本文:
- - -
以上、会議の議事録や手元のノートをもとに、出された意見などの骨子を列記した。こうしてまとめてみると、仮設住宅や借り上げ住宅などに避難しつつも、生活の安定や事業再開あるいは生きがいを求めて、苦悩する町民や町職員の生の声が聞こえる。なかでも、先行きが見えないことに対する不安と意志決定の難しさ、また、「帰町するか否か。過去を引き継ぐべきか、新しい環境に順応すべきか」など、相反する意見や感情もみられ、避難者らの揺れる心の様子がうかがえる。それにもかかわらず、取り巻く問題や課題の克服に向けた提案も多く、皆さんの意識の高さに感心させられる。
この部会活動は、平成25年10月をめどに、ひき続き【町外コミュニティ】【避難生活支援】【津波被災地対応】を加えて議論を続け、今後の計画や施策づくりなどに生かしていく予定である。
- - -
エントリ:
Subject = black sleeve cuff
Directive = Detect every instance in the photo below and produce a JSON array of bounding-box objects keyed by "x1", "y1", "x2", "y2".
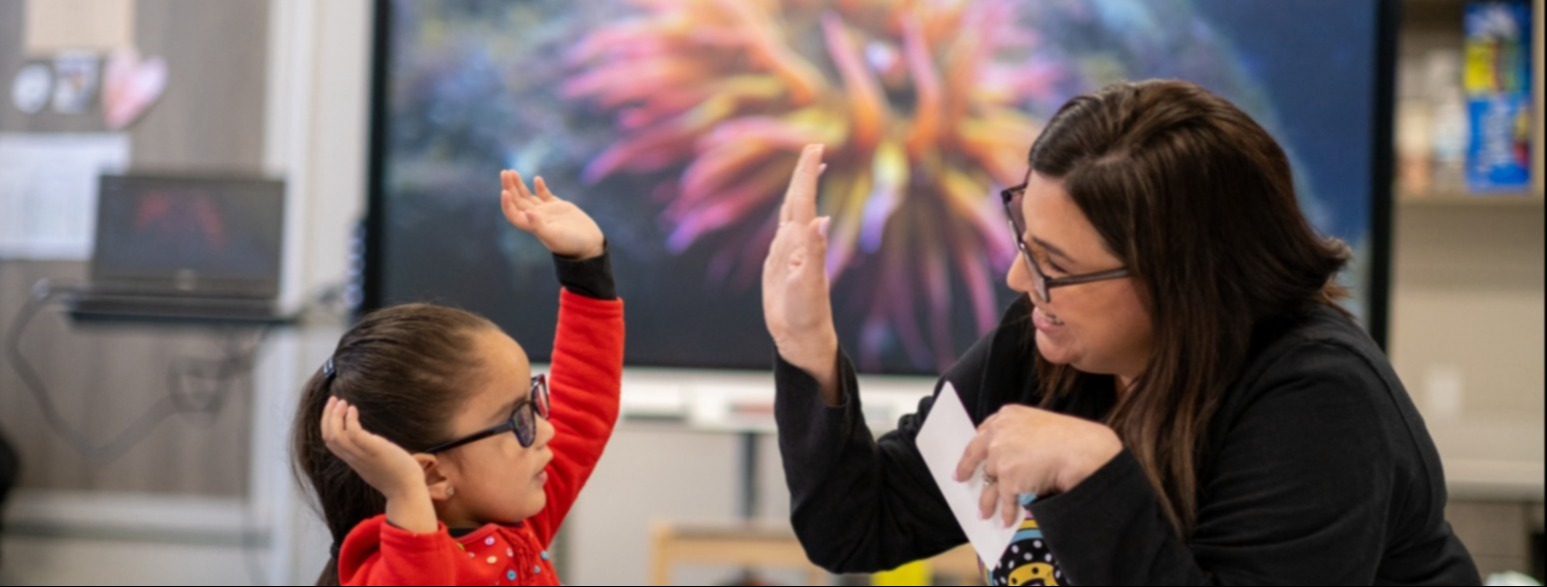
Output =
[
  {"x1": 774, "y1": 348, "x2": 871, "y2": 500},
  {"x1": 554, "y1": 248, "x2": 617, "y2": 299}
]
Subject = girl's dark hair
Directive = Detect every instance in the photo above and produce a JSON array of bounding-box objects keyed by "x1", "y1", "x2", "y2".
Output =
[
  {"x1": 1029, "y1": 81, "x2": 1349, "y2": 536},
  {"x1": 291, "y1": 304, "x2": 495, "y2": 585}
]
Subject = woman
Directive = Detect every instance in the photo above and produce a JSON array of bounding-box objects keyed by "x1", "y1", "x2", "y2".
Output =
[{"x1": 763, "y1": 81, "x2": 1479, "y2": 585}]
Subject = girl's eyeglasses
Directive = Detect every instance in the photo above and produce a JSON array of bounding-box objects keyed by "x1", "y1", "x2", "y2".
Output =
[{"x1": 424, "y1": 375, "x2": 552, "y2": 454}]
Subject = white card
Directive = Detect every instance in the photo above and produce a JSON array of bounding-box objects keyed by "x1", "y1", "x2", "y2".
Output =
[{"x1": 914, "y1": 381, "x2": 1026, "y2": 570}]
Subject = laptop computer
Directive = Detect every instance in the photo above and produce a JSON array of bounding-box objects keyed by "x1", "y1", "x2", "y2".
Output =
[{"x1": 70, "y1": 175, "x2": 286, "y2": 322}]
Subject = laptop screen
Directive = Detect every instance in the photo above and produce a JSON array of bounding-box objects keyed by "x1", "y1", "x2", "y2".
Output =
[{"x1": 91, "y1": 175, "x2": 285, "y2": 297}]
- - -
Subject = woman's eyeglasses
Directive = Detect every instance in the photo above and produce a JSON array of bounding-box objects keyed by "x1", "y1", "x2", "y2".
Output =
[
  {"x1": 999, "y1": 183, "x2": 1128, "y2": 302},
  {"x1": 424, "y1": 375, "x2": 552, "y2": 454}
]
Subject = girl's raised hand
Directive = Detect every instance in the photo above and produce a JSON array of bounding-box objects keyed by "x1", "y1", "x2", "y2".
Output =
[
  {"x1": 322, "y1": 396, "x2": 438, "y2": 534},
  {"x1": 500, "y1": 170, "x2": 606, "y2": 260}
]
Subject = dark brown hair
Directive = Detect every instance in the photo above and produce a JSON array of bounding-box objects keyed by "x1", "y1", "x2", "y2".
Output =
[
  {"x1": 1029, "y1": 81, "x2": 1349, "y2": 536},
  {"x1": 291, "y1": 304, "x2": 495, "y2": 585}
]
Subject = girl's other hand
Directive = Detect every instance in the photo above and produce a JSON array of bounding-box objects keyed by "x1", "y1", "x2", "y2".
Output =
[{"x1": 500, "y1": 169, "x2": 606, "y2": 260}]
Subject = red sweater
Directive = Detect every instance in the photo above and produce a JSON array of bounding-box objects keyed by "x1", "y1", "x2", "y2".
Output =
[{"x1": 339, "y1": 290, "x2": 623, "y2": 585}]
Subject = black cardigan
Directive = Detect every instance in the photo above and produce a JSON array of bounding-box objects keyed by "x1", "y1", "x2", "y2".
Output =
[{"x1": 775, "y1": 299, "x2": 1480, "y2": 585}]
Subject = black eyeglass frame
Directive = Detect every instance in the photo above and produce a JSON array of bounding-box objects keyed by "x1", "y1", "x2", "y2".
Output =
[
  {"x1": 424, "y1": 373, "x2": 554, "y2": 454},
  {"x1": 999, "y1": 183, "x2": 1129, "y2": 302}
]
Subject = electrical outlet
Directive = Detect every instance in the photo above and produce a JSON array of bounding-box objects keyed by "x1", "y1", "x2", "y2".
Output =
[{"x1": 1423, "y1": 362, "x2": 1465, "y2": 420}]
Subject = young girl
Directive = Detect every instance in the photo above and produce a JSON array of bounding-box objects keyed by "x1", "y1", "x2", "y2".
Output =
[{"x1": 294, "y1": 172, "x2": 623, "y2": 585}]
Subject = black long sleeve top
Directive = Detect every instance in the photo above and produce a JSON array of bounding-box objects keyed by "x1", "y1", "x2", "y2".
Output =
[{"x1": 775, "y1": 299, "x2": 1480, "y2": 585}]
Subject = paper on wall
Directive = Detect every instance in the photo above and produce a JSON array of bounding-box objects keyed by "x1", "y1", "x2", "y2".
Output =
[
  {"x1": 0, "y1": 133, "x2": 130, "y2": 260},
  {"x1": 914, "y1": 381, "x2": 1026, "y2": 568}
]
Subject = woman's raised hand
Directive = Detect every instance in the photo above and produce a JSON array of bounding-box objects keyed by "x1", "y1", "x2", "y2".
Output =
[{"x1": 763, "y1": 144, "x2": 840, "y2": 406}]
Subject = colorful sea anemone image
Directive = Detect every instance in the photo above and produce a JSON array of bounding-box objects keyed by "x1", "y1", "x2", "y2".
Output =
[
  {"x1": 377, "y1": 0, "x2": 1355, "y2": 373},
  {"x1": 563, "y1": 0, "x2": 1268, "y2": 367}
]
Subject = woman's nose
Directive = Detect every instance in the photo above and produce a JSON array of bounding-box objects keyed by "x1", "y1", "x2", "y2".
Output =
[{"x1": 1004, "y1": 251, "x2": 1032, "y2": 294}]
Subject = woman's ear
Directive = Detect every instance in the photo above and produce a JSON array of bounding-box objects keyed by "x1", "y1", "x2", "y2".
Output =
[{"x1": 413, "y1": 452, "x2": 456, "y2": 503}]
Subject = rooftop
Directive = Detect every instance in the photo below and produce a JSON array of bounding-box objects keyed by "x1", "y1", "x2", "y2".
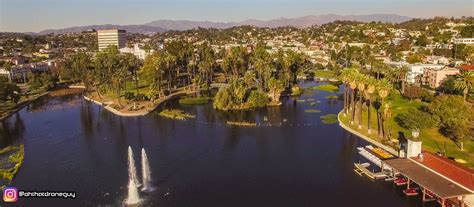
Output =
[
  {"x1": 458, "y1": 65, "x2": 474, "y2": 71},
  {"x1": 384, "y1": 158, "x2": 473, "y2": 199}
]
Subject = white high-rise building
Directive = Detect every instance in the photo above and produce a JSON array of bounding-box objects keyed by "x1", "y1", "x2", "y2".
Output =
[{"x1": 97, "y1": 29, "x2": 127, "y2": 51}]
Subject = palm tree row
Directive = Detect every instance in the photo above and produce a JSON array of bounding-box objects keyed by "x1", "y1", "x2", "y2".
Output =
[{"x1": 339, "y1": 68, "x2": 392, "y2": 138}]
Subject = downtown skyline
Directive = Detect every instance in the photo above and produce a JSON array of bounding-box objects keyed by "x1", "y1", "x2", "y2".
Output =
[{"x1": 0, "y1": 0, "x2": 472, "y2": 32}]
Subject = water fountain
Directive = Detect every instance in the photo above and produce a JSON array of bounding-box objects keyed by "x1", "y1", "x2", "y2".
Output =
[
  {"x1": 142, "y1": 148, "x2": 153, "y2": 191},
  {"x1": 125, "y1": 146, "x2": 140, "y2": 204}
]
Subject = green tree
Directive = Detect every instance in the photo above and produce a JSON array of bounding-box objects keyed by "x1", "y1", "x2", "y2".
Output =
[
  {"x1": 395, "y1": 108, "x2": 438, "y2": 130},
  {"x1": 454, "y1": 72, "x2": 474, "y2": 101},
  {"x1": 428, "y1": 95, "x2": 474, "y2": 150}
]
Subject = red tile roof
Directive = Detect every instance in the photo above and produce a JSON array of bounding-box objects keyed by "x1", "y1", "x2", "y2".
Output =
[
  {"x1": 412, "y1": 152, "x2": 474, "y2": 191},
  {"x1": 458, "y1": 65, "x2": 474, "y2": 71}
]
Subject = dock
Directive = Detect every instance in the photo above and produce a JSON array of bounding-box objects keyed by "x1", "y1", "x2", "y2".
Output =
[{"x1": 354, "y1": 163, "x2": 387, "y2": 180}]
- - -
作業指示:
本文の「以上、会議の議事録や手元のノ」から「どに生かしていく予定である。」までを、一字も変えずに書き写してください。

回答:
以上、会議の議事録や手元のノートをもとに、出された意見などの骨子を列記した。こうしてまとめてみると、仮設住宅や借り上げ住宅などに避難しつつも、生活の安定や事業再開あるいは生きがいを求めて、苦悩する町民や町職員の生の声が聞こえる。なかでも、先行きが見えないことに対する不安と意志決定の難しさ、また、「帰町するか否か。過去を引き継ぐべきか、新しい環境に順応すべきか」など、相反する意見や感情もみられ、避難者らの揺れる心の様子がうかがえる。それにもかかわらず、取り巻く問題や課題の克服に向けた提案も多く、皆さんの意識の高さに感心させられる。
この部会活動は、平成25年10月をめどに、ひき続き【町外コミュニティ】【避難生活支援】【津波被災地対応】を加えて議論を続け、今後の計画や施策づくりなどに生かしていく予定である。